## [ASSIGNMENT]
Copy the records word for word, from their start through the line that contains "53L52 133L65 256L69", omitting the pictures.

## [MATERIAL FOR THIS EXERCISE]
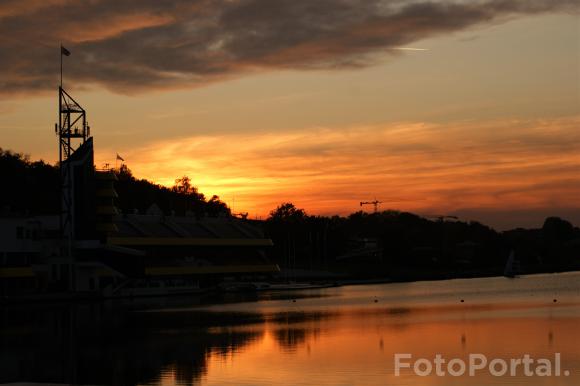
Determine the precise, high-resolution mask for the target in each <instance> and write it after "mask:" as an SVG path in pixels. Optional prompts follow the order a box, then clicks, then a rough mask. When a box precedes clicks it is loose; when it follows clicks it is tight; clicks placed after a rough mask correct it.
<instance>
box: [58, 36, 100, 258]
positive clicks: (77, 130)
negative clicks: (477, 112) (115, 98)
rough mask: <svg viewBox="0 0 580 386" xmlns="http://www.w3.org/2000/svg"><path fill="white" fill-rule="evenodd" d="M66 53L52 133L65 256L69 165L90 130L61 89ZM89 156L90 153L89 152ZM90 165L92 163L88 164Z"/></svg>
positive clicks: (85, 123)
mask: <svg viewBox="0 0 580 386" xmlns="http://www.w3.org/2000/svg"><path fill="white" fill-rule="evenodd" d="M63 55H65V56H69V55H70V52H69V51H68V50H66V49H65V48H64V47H62V46H61V56H60V57H61V67H60V69H61V72H60V85H59V87H58V123H57V124H55V131H56V134H57V135H58V140H59V168H60V178H61V212H60V230H61V235H62V237H63V238H64V239H66V240H67V241H68V243H67V244H68V248H67V249H68V253H66V252H65V253H66V254H68V255H70V254H71V253H72V251H71V249H72V242H73V240H74V239H75V230H76V227H75V216H74V210H75V202H74V200H75V194H74V186H73V162H72V159H71V157H73V158H74V154H75V152H76V151H77V150H78V149H79V148H80V147H81V146H82V145H83V144H85V142H86V141H87V139H90V128H89V126H88V123H87V119H86V112H85V109H83V108H82V107H81V105H79V104H78V103H77V101H75V100H74V98H73V97H71V96H70V95H69V94H68V93H67V92H66V91H65V90H64V88H63V87H62V56H63ZM91 155H92V152H91ZM91 161H92V160H91Z"/></svg>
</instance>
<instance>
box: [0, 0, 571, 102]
mask: <svg viewBox="0 0 580 386" xmlns="http://www.w3.org/2000/svg"><path fill="white" fill-rule="evenodd" d="M544 12H569V13H577V12H578V7H577V3H576V1H575V0H473V1H461V0H454V1H453V0H437V1H435V0H433V1H427V0H409V1H400V0H391V1H386V0H364V1H362V0H358V1H357V0H317V1H309V0H213V1H209V0H195V1H185V0H171V1H156V0H115V1H107V0H95V1H91V2H76V1H70V0H50V1H38V0H21V1H6V2H4V3H3V4H1V5H0V73H2V77H1V78H0V94H4V95H6V94H14V93H19V92H20V93H32V92H43V91H46V90H50V89H53V88H54V86H55V85H56V84H57V76H58V44H59V42H61V41H62V42H63V43H64V44H65V45H66V46H67V47H68V48H69V49H70V50H71V51H72V52H73V55H72V56H71V57H70V58H67V62H66V72H67V78H68V79H72V80H75V81H78V82H82V83H83V84H85V85H86V84H88V85H98V86H102V87H105V88H108V89H111V90H114V91H117V92H122V93H133V92H139V91H146V90H152V89H164V88H183V87H196V86H201V85H205V84H208V83H211V82H217V81H222V80H224V79H229V78H232V77H237V76H241V75H243V74H247V73H253V72H256V71H268V70H279V69H340V68H353V67H361V66H368V65H371V64H373V63H375V62H376V61H377V60H380V58H381V55H384V52H385V51H387V52H390V53H391V54H392V55H397V54H401V52H400V51H401V50H400V49H399V48H400V47H403V46H408V45H409V44H412V43H414V42H417V41H419V40H422V39H426V38H429V37H433V36H437V35H441V34H448V33H453V32H456V31H461V30H464V29H467V28H469V27H472V26H475V25H481V24H488V23H495V22H501V21H504V20H507V19H509V18H512V17H518V16H522V15H529V14H537V13H544Z"/></svg>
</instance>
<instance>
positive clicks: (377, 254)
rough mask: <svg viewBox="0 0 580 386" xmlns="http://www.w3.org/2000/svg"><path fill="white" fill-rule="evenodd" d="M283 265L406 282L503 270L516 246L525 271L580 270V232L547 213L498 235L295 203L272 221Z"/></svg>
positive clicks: (497, 274) (461, 226) (450, 221)
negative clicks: (305, 208)
mask: <svg viewBox="0 0 580 386" xmlns="http://www.w3.org/2000/svg"><path fill="white" fill-rule="evenodd" d="M265 228H266V233H267V234H268V236H269V237H271V238H272V239H273V240H274V248H273V250H272V251H271V258H272V259H273V260H275V261H276V262H277V263H279V264H280V265H281V266H282V267H289V268H306V269H321V270H330V271H343V272H345V273H349V274H355V275H359V276H365V277H392V278H399V279H401V280H404V279H421V278H448V277H469V276H483V275H501V274H502V273H503V269H504V267H505V264H506V261H507V258H508V256H509V254H510V252H511V251H512V250H513V251H514V253H515V254H516V256H517V258H518V259H519V261H520V262H521V267H522V273H534V272H552V271H565V270H573V269H580V229H578V228H575V227H573V226H572V225H571V224H570V223H569V222H567V221H565V220H562V219H559V218H548V219H546V222H545V224H544V226H543V227H542V228H541V229H529V230H527V229H517V230H514V231H508V232H497V231H495V230H494V229H492V228H490V227H488V226H485V225H483V224H480V223H478V222H473V221H472V222H464V221H443V220H435V221H432V220H429V219H426V218H423V217H420V216H417V215H415V214H412V213H405V212H399V211H384V212H379V213H365V212H356V213H353V214H351V215H349V216H347V217H338V216H334V217H319V216H309V215H307V214H306V212H305V211H304V210H302V209H298V208H296V207H295V206H294V205H292V204H290V203H285V204H282V205H280V206H279V207H278V208H277V209H275V210H274V211H272V212H271V214H270V217H269V218H268V220H267V221H266V224H265Z"/></svg>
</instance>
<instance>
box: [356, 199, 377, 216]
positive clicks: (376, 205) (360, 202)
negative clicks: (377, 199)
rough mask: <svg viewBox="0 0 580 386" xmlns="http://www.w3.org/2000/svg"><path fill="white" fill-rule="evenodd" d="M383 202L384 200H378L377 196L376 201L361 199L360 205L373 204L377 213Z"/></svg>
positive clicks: (375, 210)
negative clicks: (380, 205) (382, 200)
mask: <svg viewBox="0 0 580 386" xmlns="http://www.w3.org/2000/svg"><path fill="white" fill-rule="evenodd" d="M382 203H383V201H379V200H377V199H376V198H375V200H374V201H361V202H360V206H363V205H373V206H374V209H375V213H377V212H378V211H379V204H382Z"/></svg>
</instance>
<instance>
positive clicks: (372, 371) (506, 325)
mask: <svg viewBox="0 0 580 386" xmlns="http://www.w3.org/2000/svg"><path fill="white" fill-rule="evenodd" d="M0 322H1V325H0V327H1V329H0V383H10V382H34V383H58V384H62V383H74V384H83V385H86V384H91V385H95V384H126V385H134V384H139V385H387V384H388V385H465V384H469V385H472V384H473V385H522V384H526V385H580V273H564V274H553V275H532V276H526V277H520V278H516V279H507V278H503V277H502V278H485V279H466V280H463V279H461V280H447V281H437V282H415V283H396V284H380V285H358V286H344V287H335V288H325V289H317V290H301V291H293V292H292V291H290V292H287V291H286V292H278V293H276V292H270V293H267V292H265V293H260V294H246V295H237V294H231V295H209V296H205V297H201V298H194V299H188V298H168V299H147V300H135V301H123V302H121V301H114V302H105V303H98V304H95V303H93V304H82V305H75V306H67V305H39V306H34V307H33V306H25V307H24V306H18V307H17V306H10V307H5V308H3V309H1V310H0ZM402 353H406V354H410V355H411V356H412V358H413V360H414V359H419V358H427V359H430V360H432V359H433V358H435V356H436V355H437V354H439V355H441V356H442V357H443V358H445V359H446V360H447V361H448V360H451V359H453V358H457V359H461V360H464V361H465V362H468V358H469V355H470V354H480V355H485V357H486V358H488V359H489V360H490V361H491V360H492V359H504V360H506V361H508V362H509V360H510V359H512V358H514V359H516V358H522V357H523V356H524V355H526V354H528V355H530V357H531V358H536V359H539V358H548V359H551V360H554V356H555V354H556V353H559V354H560V357H561V364H560V365H561V369H562V375H561V376H559V377H555V376H551V377H539V376H532V377H527V376H525V374H524V373H523V371H519V372H518V374H516V376H513V377H512V376H509V374H508V375H506V376H501V377H496V376H493V375H491V374H490V372H489V371H484V370H480V371H478V372H477V373H476V374H475V376H473V377H471V376H469V375H467V374H466V375H463V376H459V377H453V376H451V375H449V374H447V375H446V376H436V374H435V372H434V371H433V373H432V374H431V375H429V376H425V377H422V376H419V375H416V374H415V373H414V372H413V371H412V369H403V370H401V373H400V375H399V376H396V375H395V368H394V367H395V366H394V363H395V360H394V358H395V355H396V354H402ZM564 371H567V374H568V375H567V376H565V375H564V374H563V373H564Z"/></svg>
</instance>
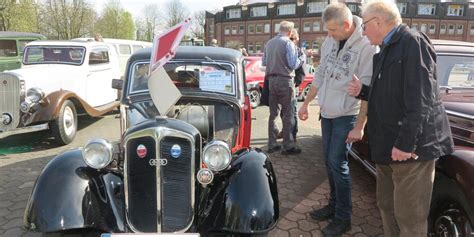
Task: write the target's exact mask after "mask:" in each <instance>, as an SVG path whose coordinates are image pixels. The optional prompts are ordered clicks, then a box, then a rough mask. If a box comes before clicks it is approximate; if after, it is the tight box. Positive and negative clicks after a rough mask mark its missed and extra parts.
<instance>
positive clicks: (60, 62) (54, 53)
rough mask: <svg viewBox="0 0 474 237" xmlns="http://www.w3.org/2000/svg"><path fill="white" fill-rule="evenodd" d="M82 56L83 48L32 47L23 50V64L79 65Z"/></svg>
mask: <svg viewBox="0 0 474 237" xmlns="http://www.w3.org/2000/svg"><path fill="white" fill-rule="evenodd" d="M84 55H85V48H84V47H78V46H49V45H47V46H45V45H34V46H27V47H26V48H25V55H24V56H23V63H24V64H73V65H81V64H82V62H83V61H84Z"/></svg>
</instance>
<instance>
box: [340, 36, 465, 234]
mask: <svg viewBox="0 0 474 237" xmlns="http://www.w3.org/2000/svg"><path fill="white" fill-rule="evenodd" d="M433 44H434V46H435V49H436V53H437V76H438V81H439V85H440V90H441V98H442V100H443V103H444V106H445V108H446V113H447V115H448V118H449V122H450V126H451V132H452V134H453V140H454V144H455V152H454V153H453V154H451V155H449V156H446V157H441V158H439V159H438V160H437V162H436V177H435V182H434V187H433V196H432V202H431V210H430V216H429V220H428V221H429V233H430V236H473V235H474V76H473V75H474V43H467V42H456V41H442V40H433ZM349 153H350V155H351V156H352V157H353V158H355V160H356V161H359V162H360V163H361V164H363V166H364V167H365V168H366V169H367V170H368V171H370V173H372V174H373V175H375V173H376V169H375V165H374V163H373V162H372V161H371V159H370V152H369V145H368V143H367V139H366V138H364V139H363V140H362V141H361V142H357V143H354V145H353V146H352V149H351V150H350V151H349Z"/></svg>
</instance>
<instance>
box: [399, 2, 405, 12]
mask: <svg viewBox="0 0 474 237" xmlns="http://www.w3.org/2000/svg"><path fill="white" fill-rule="evenodd" d="M397 7H398V11H399V12H400V14H407V3H406V2H400V3H397Z"/></svg>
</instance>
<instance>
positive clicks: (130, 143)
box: [125, 129, 195, 233]
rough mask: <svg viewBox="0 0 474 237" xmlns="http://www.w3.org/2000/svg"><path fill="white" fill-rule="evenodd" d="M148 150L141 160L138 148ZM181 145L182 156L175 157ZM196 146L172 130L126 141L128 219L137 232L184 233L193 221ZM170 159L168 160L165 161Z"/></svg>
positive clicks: (181, 154) (139, 133)
mask: <svg viewBox="0 0 474 237" xmlns="http://www.w3.org/2000/svg"><path fill="white" fill-rule="evenodd" d="M141 145H143V146H144V147H146V150H147V152H146V156H145V157H143V158H140V157H139V156H138V153H137V148H138V147H140V148H141V149H143V146H141ZM173 145H179V146H180V147H181V154H180V156H178V157H177V158H174V157H173V156H172V155H171V147H173ZM193 145H194V143H193V142H192V139H190V138H189V137H187V136H185V135H183V134H182V133H180V132H176V133H175V131H173V130H168V129H147V130H145V131H140V132H137V134H136V135H132V136H128V137H127V138H126V141H125V148H126V157H125V188H126V202H127V203H126V205H127V219H128V222H129V224H130V226H131V227H132V229H133V230H134V231H136V232H157V233H162V232H183V231H186V230H187V229H188V228H189V226H190V225H191V223H192V221H193V208H194V200H193V199H194V164H195V162H194V159H195V158H194V149H193ZM165 160H166V161H165Z"/></svg>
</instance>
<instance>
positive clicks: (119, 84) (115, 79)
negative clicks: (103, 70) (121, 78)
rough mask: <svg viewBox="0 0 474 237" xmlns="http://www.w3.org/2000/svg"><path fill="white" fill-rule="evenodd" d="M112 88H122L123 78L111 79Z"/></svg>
mask: <svg viewBox="0 0 474 237" xmlns="http://www.w3.org/2000/svg"><path fill="white" fill-rule="evenodd" d="M112 88H113V89H117V90H122V89H123V80H122V79H112Z"/></svg>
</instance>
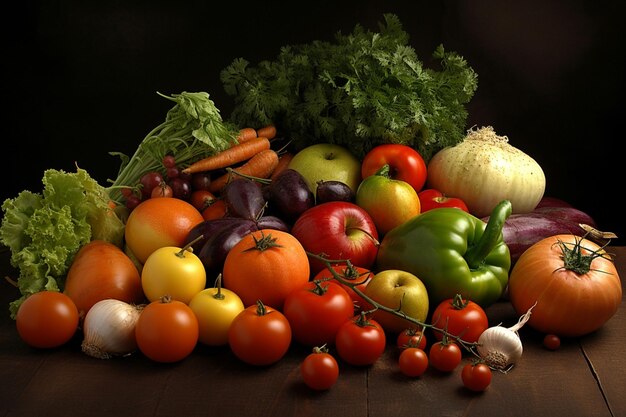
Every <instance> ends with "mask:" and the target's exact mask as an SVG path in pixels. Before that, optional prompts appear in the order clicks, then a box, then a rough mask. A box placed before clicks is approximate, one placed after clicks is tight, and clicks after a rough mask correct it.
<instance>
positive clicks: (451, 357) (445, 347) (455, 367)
mask: <svg viewBox="0 0 626 417" xmlns="http://www.w3.org/2000/svg"><path fill="white" fill-rule="evenodd" d="M462 358H463V354H462V352H461V348H459V346H458V345H457V344H456V343H454V342H447V343H443V342H435V343H433V344H432V345H431V347H430V350H429V352H428V359H429V361H430V364H431V365H432V366H433V368H435V369H437V370H439V371H442V372H452V371H454V369H456V367H457V366H459V364H460V363H461V359H462Z"/></svg>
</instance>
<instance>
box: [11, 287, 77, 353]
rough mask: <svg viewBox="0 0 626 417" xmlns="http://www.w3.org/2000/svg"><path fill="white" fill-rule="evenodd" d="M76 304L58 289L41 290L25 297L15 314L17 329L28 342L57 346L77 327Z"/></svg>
mask: <svg viewBox="0 0 626 417" xmlns="http://www.w3.org/2000/svg"><path fill="white" fill-rule="evenodd" d="M78 320H79V316H78V308H77V307H76V304H74V301H72V299H71V298H70V297H69V296H67V295H65V294H63V293H61V292H57V291H40V292H37V293H35V294H32V295H30V296H28V298H26V299H25V300H24V301H23V302H22V304H21V305H20V307H19V309H18V310H17V314H16V316H15V324H16V326H17V332H18V334H19V335H20V337H21V338H22V340H23V341H24V342H25V343H26V344H28V345H29V346H32V347H35V348H41V349H48V348H55V347H59V346H61V345H63V344H65V343H67V342H69V340H70V339H71V338H72V336H74V334H75V333H76V329H78Z"/></svg>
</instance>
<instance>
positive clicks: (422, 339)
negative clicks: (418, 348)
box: [396, 328, 427, 350]
mask: <svg viewBox="0 0 626 417" xmlns="http://www.w3.org/2000/svg"><path fill="white" fill-rule="evenodd" d="M426 343H427V340H426V335H425V334H424V332H422V331H420V330H416V329H414V328H410V329H406V330H403V331H401V332H400V333H398V337H397V338H396V346H398V349H401V350H404V349H407V348H409V347H417V348H420V349H422V350H424V349H426Z"/></svg>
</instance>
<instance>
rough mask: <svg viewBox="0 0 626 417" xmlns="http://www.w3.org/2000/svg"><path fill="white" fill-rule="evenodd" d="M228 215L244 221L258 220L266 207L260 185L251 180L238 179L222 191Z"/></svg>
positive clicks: (230, 182) (264, 197)
mask: <svg viewBox="0 0 626 417" xmlns="http://www.w3.org/2000/svg"><path fill="white" fill-rule="evenodd" d="M222 198H223V199H224V203H226V208H227V210H228V215H229V216H232V217H240V218H242V219H249V220H256V219H258V218H259V217H260V216H261V214H262V212H263V209H264V207H265V197H264V196H263V191H262V190H261V187H260V185H259V184H258V183H257V182H256V181H254V180H251V179H249V178H237V179H235V180H233V181H231V182H229V183H228V184H227V185H226V187H225V188H224V190H223V191H222Z"/></svg>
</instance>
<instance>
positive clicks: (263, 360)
mask: <svg viewBox="0 0 626 417" xmlns="http://www.w3.org/2000/svg"><path fill="white" fill-rule="evenodd" d="M228 344H229V345H230V348H231V350H232V351H233V353H234V354H235V356H237V357H238V358H239V359H241V360H242V361H244V362H246V363H247V364H250V365H257V366H263V365H270V364H273V363H275V362H278V361H279V360H280V359H281V358H282V357H283V356H285V353H287V350H289V345H290V344H291V327H290V325H289V321H288V320H287V318H286V317H285V316H284V315H283V313H281V312H280V311H278V310H275V309H274V308H272V307H269V306H266V305H264V304H263V303H262V302H261V301H258V302H257V304H256V305H251V306H250V307H248V308H246V309H245V310H243V311H242V312H241V313H239V314H238V315H237V316H235V318H234V319H233V321H232V322H231V324H230V328H229V329H228Z"/></svg>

## [REPLY TO THE TASK]
Determine the precise, high-resolution mask for the target in each <instance> and write it after "mask:" as an SVG path in pixels. Optional prompts follow the order a box, then clicks, then a rough mask. When a box precedes clicks it is loose; when it follows clicks it is tight; clicks placed after a rough mask correct it.
<instance>
box: [58, 36, 100, 258]
positive clicks: (77, 130)
negative clicks: (477, 112) (115, 98)
rough mask: <svg viewBox="0 0 580 386" xmlns="http://www.w3.org/2000/svg"><path fill="white" fill-rule="evenodd" d="M66 53L52 133L65 256L69 165L90 130L61 89ZM89 156L90 153L89 152ZM90 165L92 163L88 164Z"/></svg>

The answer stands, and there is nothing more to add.